[Start Dataset content]
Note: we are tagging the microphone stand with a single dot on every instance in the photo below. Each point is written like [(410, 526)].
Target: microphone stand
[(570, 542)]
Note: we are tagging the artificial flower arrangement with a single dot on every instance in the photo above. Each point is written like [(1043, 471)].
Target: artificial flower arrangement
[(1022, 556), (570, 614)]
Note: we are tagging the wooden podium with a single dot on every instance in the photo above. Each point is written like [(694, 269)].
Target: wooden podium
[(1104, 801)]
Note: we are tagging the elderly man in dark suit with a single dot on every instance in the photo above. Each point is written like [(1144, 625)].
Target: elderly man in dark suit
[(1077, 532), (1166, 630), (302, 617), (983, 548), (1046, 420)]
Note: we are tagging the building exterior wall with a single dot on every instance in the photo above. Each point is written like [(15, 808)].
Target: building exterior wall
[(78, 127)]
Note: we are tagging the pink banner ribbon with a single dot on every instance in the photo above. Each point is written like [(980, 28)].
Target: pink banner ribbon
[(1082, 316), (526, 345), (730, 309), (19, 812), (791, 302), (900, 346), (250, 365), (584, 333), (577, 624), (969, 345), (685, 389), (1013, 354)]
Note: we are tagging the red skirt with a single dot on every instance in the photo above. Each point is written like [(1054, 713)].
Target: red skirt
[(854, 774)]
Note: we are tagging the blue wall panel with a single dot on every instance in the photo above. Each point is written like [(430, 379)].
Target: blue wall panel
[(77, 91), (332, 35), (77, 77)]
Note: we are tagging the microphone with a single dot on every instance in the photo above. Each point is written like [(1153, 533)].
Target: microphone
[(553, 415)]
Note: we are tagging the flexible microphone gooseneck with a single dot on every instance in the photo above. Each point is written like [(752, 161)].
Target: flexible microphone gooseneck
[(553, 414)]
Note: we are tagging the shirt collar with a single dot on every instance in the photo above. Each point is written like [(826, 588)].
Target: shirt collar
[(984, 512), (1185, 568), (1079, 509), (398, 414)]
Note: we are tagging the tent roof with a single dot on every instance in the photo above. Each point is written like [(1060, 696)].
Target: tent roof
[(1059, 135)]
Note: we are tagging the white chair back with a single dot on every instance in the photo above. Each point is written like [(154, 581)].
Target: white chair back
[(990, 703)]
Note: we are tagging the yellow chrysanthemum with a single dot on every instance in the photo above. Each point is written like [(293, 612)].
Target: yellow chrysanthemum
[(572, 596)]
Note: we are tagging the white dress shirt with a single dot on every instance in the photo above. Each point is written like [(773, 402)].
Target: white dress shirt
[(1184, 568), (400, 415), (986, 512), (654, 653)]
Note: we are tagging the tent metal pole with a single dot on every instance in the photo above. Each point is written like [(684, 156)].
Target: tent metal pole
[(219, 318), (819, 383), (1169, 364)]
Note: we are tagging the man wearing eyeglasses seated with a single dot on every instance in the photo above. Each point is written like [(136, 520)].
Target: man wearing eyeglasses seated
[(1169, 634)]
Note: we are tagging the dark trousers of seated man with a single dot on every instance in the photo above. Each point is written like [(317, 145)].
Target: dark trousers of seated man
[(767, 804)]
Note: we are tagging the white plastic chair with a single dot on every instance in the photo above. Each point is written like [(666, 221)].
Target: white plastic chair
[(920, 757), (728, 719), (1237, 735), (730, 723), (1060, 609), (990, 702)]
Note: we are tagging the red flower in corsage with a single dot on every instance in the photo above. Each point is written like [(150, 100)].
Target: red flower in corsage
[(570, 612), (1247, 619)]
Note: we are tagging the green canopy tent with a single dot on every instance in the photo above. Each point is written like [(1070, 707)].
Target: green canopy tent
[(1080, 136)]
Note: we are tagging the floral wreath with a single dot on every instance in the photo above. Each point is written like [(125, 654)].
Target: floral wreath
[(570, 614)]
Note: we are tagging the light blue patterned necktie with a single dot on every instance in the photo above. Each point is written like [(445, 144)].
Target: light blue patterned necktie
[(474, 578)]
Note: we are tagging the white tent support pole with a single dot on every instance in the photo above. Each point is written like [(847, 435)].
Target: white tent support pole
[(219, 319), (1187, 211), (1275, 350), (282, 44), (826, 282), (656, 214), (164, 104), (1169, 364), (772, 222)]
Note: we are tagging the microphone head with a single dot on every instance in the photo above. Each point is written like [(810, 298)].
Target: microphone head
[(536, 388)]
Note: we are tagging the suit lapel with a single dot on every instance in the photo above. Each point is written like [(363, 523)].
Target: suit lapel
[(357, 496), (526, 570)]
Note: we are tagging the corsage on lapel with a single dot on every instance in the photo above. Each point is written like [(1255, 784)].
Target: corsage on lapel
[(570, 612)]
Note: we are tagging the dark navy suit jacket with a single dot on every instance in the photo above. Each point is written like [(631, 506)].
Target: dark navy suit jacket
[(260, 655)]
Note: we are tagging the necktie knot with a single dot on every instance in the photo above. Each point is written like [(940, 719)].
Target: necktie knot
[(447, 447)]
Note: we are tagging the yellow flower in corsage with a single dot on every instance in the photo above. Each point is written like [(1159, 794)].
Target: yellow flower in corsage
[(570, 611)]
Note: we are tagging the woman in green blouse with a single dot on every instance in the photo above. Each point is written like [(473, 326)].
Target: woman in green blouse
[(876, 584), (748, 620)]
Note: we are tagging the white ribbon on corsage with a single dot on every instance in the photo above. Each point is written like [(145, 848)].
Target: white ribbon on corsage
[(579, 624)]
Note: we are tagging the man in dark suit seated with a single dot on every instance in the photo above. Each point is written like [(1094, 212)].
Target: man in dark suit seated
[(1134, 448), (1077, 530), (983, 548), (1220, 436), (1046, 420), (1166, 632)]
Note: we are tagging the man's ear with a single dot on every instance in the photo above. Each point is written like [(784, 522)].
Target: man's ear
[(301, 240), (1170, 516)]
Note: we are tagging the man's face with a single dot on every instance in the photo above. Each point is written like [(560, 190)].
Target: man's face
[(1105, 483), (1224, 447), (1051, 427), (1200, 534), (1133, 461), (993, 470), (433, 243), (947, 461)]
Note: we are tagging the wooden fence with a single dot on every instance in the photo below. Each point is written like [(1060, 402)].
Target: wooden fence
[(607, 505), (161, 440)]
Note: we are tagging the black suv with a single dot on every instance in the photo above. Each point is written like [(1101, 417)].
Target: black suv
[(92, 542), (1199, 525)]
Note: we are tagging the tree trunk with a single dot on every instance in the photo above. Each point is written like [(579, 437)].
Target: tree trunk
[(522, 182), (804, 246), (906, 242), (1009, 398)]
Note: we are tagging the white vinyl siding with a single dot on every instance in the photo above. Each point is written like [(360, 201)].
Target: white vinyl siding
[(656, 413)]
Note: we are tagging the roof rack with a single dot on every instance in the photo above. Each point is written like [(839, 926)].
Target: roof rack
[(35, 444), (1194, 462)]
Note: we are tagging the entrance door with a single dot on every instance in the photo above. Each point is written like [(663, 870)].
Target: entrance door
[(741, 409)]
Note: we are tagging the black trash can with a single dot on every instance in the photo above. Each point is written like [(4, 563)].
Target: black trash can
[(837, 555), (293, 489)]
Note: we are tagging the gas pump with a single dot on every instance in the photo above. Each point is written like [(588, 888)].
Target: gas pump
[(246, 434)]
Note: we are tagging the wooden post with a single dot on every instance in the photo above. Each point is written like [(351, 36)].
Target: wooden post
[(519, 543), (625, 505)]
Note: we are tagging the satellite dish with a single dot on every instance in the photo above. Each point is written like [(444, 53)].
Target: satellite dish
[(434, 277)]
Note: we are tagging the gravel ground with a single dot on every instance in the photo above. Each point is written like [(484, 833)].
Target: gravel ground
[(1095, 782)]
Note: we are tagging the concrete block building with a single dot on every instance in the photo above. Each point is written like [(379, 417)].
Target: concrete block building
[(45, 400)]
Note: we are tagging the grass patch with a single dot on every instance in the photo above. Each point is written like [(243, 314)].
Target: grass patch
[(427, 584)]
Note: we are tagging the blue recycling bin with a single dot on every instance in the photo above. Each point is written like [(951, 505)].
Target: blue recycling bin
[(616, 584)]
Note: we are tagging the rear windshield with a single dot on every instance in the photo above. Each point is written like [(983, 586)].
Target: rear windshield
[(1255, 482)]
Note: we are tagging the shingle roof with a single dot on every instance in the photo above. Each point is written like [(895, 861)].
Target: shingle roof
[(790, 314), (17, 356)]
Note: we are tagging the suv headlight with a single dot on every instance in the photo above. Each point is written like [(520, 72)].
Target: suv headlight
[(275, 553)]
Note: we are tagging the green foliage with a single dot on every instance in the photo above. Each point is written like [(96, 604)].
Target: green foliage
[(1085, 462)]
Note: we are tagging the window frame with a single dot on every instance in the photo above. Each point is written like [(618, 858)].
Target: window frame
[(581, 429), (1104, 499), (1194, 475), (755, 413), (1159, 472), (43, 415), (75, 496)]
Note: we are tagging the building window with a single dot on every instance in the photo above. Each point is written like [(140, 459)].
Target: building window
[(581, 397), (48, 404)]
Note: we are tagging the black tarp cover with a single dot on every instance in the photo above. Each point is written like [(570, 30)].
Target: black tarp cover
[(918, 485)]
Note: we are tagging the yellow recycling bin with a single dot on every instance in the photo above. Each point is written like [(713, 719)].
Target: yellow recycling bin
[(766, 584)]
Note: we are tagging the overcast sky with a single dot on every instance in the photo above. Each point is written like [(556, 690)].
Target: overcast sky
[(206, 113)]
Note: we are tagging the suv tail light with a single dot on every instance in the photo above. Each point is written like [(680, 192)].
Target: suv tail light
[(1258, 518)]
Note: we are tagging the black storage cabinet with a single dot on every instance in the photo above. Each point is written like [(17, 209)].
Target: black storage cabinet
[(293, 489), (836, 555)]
[End Dataset content]
## Work required
Can you repeat everything in the records from the start down through the line containing "[(1104, 801)]", both ends included, character for character?

## Solution to the exercise
Note: we are tagging the microphone stand with a single dot on every instance in the photo below. Each point is written like [(410, 526)].
Target: microphone stand
[(570, 542)]
Note: we are tagging the artificial flower arrangement with a single dot on every instance in the photo above. Each point is written like [(1043, 471)].
Target: artificial flower arrangement
[(1022, 556), (570, 614)]
Note: we are tagging the wooden podium with a single dot on every instance in the photo above. Each point is written like [(694, 269)].
Target: wooden podium
[(1104, 801)]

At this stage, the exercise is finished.